• _Assigned task_: All of the entries are to be written out again verbatim.

• _Recorded data_:
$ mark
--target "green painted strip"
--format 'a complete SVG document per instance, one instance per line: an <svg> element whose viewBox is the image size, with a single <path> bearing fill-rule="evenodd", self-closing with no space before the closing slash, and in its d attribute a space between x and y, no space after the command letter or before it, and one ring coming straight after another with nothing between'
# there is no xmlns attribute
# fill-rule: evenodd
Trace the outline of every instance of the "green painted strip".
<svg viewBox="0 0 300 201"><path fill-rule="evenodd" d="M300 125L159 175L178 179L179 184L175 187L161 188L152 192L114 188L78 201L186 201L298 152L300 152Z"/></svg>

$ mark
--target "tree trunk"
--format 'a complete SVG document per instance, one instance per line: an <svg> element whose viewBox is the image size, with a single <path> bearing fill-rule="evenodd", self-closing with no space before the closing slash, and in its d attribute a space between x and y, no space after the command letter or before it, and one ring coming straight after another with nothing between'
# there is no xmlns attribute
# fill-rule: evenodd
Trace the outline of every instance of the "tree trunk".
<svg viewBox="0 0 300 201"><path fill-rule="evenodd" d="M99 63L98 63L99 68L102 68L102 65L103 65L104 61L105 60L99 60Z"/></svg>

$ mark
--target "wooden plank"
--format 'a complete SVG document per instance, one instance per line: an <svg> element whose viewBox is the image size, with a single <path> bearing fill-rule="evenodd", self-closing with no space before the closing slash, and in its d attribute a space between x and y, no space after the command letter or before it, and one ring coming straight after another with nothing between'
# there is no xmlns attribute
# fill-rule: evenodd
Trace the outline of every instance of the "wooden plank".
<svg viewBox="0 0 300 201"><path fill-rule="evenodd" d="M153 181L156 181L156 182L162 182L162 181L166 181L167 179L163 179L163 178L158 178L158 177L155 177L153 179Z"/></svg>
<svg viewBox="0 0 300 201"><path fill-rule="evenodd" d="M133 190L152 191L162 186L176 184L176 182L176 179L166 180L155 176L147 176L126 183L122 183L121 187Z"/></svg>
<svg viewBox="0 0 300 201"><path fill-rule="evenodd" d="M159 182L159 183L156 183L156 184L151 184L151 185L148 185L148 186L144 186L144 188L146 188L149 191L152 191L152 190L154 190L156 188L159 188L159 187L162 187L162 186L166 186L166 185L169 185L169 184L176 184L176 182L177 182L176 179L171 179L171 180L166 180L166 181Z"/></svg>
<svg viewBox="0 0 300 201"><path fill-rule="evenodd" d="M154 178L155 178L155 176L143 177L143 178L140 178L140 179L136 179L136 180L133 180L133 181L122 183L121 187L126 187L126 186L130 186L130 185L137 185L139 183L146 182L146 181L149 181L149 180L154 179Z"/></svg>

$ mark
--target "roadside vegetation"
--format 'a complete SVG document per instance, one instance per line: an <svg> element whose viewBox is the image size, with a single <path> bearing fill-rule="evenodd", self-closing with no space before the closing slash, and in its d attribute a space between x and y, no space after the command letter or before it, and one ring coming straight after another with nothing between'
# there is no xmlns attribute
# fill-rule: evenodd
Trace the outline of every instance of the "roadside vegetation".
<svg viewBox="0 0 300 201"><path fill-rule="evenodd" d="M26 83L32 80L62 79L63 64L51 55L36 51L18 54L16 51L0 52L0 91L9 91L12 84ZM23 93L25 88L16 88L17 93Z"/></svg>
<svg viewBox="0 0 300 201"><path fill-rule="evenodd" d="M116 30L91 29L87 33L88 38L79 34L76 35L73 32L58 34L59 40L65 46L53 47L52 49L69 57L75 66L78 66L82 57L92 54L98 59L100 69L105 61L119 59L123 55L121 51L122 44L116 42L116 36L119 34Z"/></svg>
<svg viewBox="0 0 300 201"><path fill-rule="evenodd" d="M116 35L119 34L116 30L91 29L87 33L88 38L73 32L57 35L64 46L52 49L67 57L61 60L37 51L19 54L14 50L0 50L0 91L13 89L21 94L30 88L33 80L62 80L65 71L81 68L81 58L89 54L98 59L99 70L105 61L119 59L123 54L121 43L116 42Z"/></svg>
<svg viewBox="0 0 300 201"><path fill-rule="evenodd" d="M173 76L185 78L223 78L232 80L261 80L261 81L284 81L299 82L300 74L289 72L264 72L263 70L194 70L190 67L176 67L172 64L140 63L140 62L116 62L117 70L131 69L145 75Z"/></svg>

• _Exercise answer_:
$ mark
--target "green painted strip"
--format 'a complete SVG document per instance, one instance per line: an <svg> element whose viewBox is the image size, with a single <path> bearing fill-rule="evenodd", self-closing with no space before the closing slash, and in its d attribute a space between x and y, no space after the command letter or before it, and one ring coming straight after another with nothing between'
# there is no xmlns attribute
# fill-rule: evenodd
Trace the outline of every instance of the "green painted strip".
<svg viewBox="0 0 300 201"><path fill-rule="evenodd" d="M300 125L159 175L178 179L179 184L175 187L161 188L152 192L114 188L78 201L186 201L298 152L300 152Z"/></svg>

$ mark
--target "tree trunk"
--format 'a complete SVG document per instance, one instance per line: an <svg> element whose viewBox is the image size, with a single <path> bearing fill-rule="evenodd", self-closing with no space before the closing slash, and in its d attribute a space between x and y, no space after the command letter or before it, and one ring coming straight after another with nothing between'
# there is no xmlns attribute
# fill-rule: evenodd
Trace the outline of every instance of the "tree trunk".
<svg viewBox="0 0 300 201"><path fill-rule="evenodd" d="M99 63L98 63L99 68L102 68L102 65L103 65L104 61L105 60L99 60Z"/></svg>

$ mark
--target "wooden plank"
--format 'a complete SVG document per instance, one instance per line: an <svg> element whose viewBox is the image size, with a single <path> bearing fill-rule="evenodd", self-closing with no space before the closing slash, and in its d attribute a space between x and y, no space after the command letter or before it, and one ring coming straight after another with nothing between'
# there is no xmlns attribute
# fill-rule: evenodd
Trace the outline of every instance of the "wooden plank".
<svg viewBox="0 0 300 201"><path fill-rule="evenodd" d="M153 181L156 181L156 182L162 182L162 181L166 181L167 179L163 179L163 178L158 178L158 177L155 177L153 179Z"/></svg>
<svg viewBox="0 0 300 201"><path fill-rule="evenodd" d="M133 190L152 191L162 186L176 184L176 182L176 179L166 180L155 176L147 176L126 183L122 183L121 187Z"/></svg>
<svg viewBox="0 0 300 201"><path fill-rule="evenodd" d="M159 182L159 183L156 183L156 184L151 184L151 185L148 185L148 186L144 186L144 188L146 188L149 191L152 191L152 190L154 190L156 188L159 188L159 187L162 187L162 186L166 186L166 185L169 185L169 184L176 184L176 182L177 182L176 179L171 179L171 180L166 180L166 181Z"/></svg>
<svg viewBox="0 0 300 201"><path fill-rule="evenodd" d="M154 178L155 178L155 176L143 177L143 178L140 178L140 179L136 179L136 180L133 180L133 181L122 183L121 187L126 187L126 186L130 186L130 185L137 185L139 183L146 182L146 181L149 181L149 180L154 179Z"/></svg>

$ mark
--target "roadside vegetation"
--format 'a complete SVG document per instance, one instance per line: an <svg> element whose viewBox is the image size, with a single <path> bearing fill-rule="evenodd", self-closing with no space before the closing slash, and in its d attribute a space between x and y, no space after the command letter or before it, and one ring coming straight after another with nothing between'
# there is no xmlns attribute
# fill-rule: evenodd
Trace the outline of every instance of the "roadside vegetation".
<svg viewBox="0 0 300 201"><path fill-rule="evenodd" d="M26 83L32 80L62 79L63 64L51 55L36 51L18 54L16 51L0 52L0 91L9 91L12 84ZM23 93L25 88L16 88L17 93Z"/></svg>
<svg viewBox="0 0 300 201"><path fill-rule="evenodd" d="M116 30L91 29L87 33L88 38L79 34L76 35L73 32L58 34L59 40L65 46L53 47L52 49L69 57L75 66L78 66L82 57L92 54L98 59L100 69L105 61L119 59L123 55L121 51L122 44L116 42L116 36L119 34Z"/></svg>
<svg viewBox="0 0 300 201"><path fill-rule="evenodd" d="M116 35L119 34L116 30L91 29L87 33L88 38L73 32L57 35L64 46L52 49L67 57L61 60L37 51L19 54L14 50L0 50L0 91L13 89L21 94L30 88L33 80L62 80L65 71L81 68L81 58L89 54L98 59L99 70L105 61L119 59L123 54L121 43L116 42Z"/></svg>
<svg viewBox="0 0 300 201"><path fill-rule="evenodd" d="M173 76L185 78L223 78L232 80L261 80L261 81L284 81L299 82L300 74L289 72L264 72L263 70L194 70L190 67L176 67L172 64L140 63L140 62L116 62L117 70L131 69L145 75Z"/></svg>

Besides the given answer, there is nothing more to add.